● **Instrucciones**
a) Reproduce sin cambios la parte del fragmento sobre la dominación que empieza con las palabras que contienen "Y me petrifico." y termina con "por el infinito.".
b) Según el fragmento sobre la dominación, ¿qué se consigue con los intentos que hace una persona por evitar la calamidad que se le pronostica?

---------- Fragmento del texto

Y me petrifico. Acabo de escuchar, una frase que ha naturalizado a una persona. Hemos pasado de una situación cultural, coyuntural e histórica, que podría cambiar, a una natural, estática y eterna, que es irrevocable: una mujer del lumpen y de etnia calé, es y siempre será así. Vuelvo conduciendo, pero ya no sé cómo vuelvo, ni dónde aparco, ni cómo me despido, ni a quién le doy las llaves… Mi mente vaga por el infinito.
Porque se me revela –una vez más–, la inmensa perversidad de la dominación: colóquese a una persona en situación de asimetría y dependencia. Ubíquesela lejos de los medios de producción, de las universidades y puestos políticos. Dificúltesele con trabas culturales, administrativas y económicas el acceso a los recursos materiales e intelectuales. Debilítesela sofocando sus posibilidades de promoción a través de la división del trabajo por géneros. Échesele encima el cubo de mierda de veinte estigmas…
Y a continuación, se le podrá reprochar su mezquino interés de mendiga. Pero, ¿qué otra cosa puede hacer el débil, si no adaptarse a la situación, y emplear las armas de que dispone para salir adelante? Ahora bien, las armas del débil, son siempre armas débiles, y le imposibilitan subvertir la dominación, pues el margen de acción que le queda, es el de confirmar constantemente los prejuicios que pesan sobre ella: labia, astucia, dramatización, diabólica y perversa habilidad para liar a la otra parte… Todo cuanto haga, da igual lo que sea, ponerse sumisa, simpática, amenazante, o vocinglera, en esas condiciones llevará a cabo la self-fulfilling prophecy: la pesimista profecía auto cumplida, divertido ejercicio que consiste en pronosticar a una persona una calamidad, consiguiendo así que todos los intentos que haga por evitarla, la conduzcan a ella.

--------------------
---------- Registros

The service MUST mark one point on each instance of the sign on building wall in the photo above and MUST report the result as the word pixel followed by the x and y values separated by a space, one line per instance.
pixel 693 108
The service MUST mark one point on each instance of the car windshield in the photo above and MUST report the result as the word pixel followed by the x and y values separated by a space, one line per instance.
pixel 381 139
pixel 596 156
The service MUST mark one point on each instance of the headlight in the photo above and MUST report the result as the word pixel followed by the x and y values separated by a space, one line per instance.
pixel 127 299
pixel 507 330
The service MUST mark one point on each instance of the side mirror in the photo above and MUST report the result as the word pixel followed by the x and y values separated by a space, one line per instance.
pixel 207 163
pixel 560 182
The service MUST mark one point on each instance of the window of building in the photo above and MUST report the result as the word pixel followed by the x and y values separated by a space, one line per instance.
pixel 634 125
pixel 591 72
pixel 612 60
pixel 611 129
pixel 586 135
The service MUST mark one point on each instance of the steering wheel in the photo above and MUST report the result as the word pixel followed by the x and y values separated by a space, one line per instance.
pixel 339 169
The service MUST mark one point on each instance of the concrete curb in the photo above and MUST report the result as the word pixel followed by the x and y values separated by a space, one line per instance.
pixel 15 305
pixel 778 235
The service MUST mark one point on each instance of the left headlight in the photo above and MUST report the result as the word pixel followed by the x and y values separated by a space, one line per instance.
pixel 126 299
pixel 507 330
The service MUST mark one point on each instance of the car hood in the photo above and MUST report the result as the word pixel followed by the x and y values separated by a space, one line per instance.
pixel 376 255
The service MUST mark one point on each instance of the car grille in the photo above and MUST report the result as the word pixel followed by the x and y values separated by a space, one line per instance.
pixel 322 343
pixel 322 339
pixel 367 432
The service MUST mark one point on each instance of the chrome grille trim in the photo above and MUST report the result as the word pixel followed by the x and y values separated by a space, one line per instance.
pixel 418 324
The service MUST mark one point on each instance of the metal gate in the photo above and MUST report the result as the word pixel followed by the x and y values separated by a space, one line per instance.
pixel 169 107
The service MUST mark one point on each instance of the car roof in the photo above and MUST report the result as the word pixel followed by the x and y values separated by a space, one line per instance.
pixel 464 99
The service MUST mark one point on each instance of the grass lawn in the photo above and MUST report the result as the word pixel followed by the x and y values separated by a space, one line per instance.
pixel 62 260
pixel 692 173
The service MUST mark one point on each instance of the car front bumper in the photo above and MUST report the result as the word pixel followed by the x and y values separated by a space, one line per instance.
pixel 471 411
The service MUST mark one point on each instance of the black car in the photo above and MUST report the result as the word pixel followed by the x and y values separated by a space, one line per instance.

--------------------

● **Soluciones**
a)
Y me petrifico. Acabo de escuchar, una frase que ha naturalizado a una persona. Hemos pasado de una situación cultural, coyuntural e histórica, que podría cambiar, a una natural, estática y eterna, que es irrevocable: una mujer del lumpen y de etnia calé, es y siempre será así. Vuelvo conduciendo, pero ya no sé cómo vuelvo, ni dónde aparco, ni cómo me despido, ni a quién le doy las llaves… Mi mente vaga por el infinito.

b) Se consigue que todos esos intentos la conduzcan a la calamidad.